--- START OF Excerpt to read ---

I also read this in the linked article:

Though the film is a directorial achievement on its own, another notable aspect of Wolf’s project is his choice of music. An intoxicating original soundtrack by Deerhunter frontman Bradford Cox establishes the setting of the film through recognizable beats and also blurs the line between past and present, establishing a poignant and lasting connection with the viewer.

I haven’t heard this film’s music yet (and I’d still love to see the film), but if the frontman of (white) Indie band Deerhunter did music for it that strikes some as intoxicating, helping to create a “poignant and lasting connection with the viewer,” I would bet cash money that the viewer here is a white one (whether the filmmakers are consciously thinking so or not).

Oh sure, others could feel this connection too, but just as Laura Mulvey pointed out long ago that there’s a presumed male gaze in cinema, there’s usually a white one too. And again, part of how it works (and I’m not assuming that you don’t know this) is how white stands in as, instead, a norm, and how “multicultural” add-ons mean that we’re suddenly talking about race, but mostly just the racial experience of people who aren’t white. As if white people don’t have a race, as if it doesn’t matter in their lives, when it does in so many ways. They just tend not to see that most of the time.

--- END OF Excerpt to read ---

*The request:* In the film commentary, who created the film's original soundtrack? The data after this point comes from a different source.

--- START OF Given data ---

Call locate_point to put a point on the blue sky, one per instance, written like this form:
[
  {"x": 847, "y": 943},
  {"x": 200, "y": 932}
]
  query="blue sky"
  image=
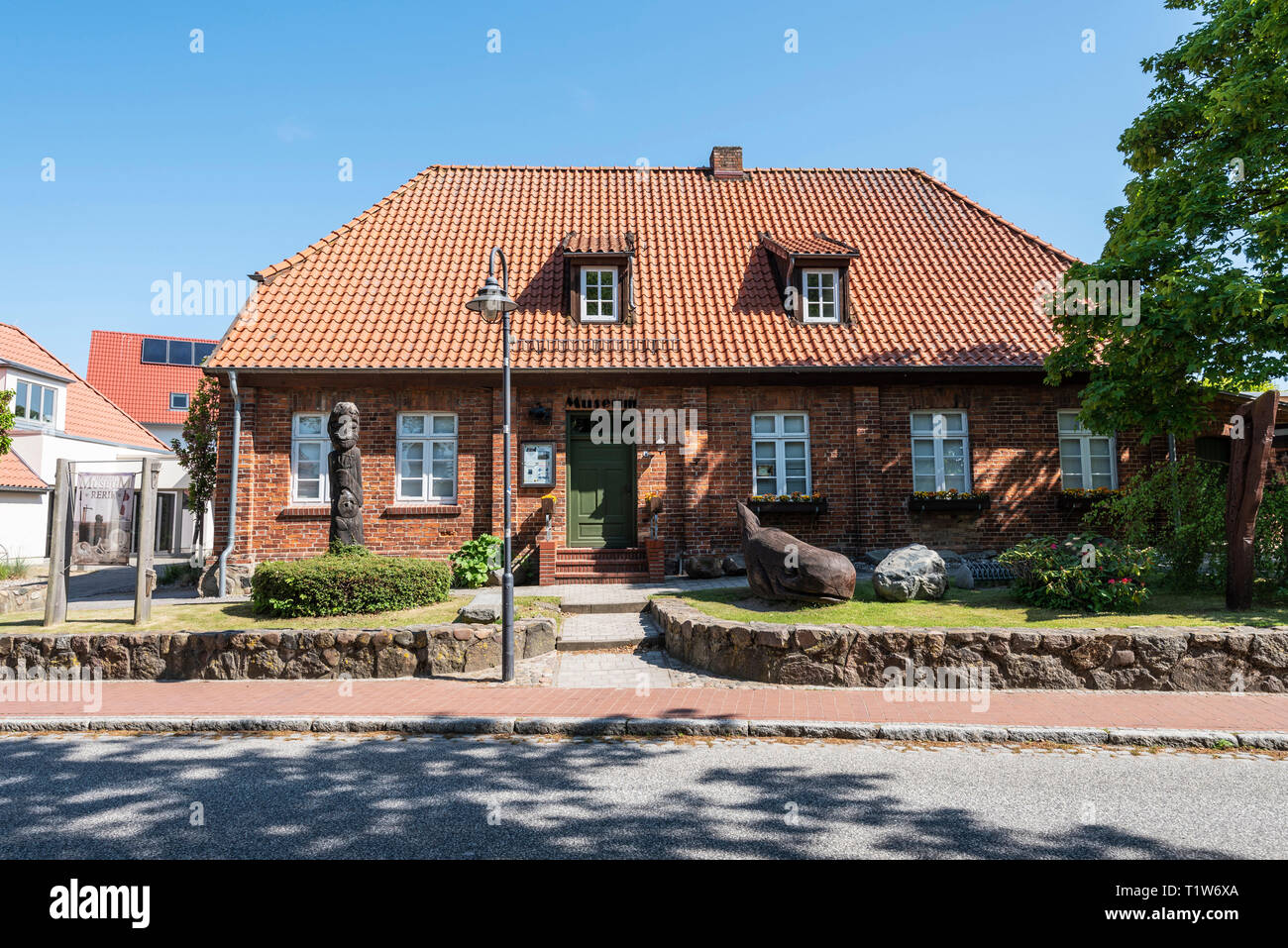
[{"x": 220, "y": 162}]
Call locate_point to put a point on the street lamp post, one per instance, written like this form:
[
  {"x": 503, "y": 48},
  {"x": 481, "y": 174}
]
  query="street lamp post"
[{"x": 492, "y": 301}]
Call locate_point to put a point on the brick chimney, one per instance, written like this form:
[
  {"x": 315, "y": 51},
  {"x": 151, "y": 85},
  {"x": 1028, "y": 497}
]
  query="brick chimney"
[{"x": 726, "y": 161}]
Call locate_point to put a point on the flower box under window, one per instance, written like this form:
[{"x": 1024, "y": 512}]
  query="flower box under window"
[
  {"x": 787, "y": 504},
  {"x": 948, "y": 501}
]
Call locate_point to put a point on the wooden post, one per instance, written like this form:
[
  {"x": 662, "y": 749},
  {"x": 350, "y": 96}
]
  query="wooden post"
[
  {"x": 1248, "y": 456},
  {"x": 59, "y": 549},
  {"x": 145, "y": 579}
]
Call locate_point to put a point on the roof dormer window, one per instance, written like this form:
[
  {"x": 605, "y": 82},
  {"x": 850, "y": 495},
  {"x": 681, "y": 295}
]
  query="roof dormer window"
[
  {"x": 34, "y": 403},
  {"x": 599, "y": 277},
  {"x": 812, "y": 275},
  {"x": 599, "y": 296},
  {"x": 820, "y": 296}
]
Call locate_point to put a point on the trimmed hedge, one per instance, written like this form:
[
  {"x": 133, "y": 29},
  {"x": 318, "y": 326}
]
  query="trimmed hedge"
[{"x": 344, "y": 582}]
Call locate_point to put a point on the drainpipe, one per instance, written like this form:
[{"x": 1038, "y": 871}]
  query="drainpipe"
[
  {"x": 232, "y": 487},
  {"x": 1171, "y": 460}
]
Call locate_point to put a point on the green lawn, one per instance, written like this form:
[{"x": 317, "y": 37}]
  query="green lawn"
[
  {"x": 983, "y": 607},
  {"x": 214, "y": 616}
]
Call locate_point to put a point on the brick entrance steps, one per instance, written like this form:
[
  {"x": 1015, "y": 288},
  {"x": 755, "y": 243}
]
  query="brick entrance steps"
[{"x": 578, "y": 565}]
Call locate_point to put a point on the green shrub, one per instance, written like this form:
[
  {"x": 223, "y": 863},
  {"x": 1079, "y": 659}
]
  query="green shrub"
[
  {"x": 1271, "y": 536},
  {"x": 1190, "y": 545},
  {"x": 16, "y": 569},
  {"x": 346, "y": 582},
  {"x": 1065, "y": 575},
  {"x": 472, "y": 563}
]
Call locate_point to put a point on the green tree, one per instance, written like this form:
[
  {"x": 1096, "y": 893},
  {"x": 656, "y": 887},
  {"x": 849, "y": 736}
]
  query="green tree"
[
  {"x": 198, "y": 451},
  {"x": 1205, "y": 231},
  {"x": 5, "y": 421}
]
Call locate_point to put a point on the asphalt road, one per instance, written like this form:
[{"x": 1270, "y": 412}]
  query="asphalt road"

--- END OF Given data ---

*Solution:* Bradford Cox, the frontman of Deerhunter, created it.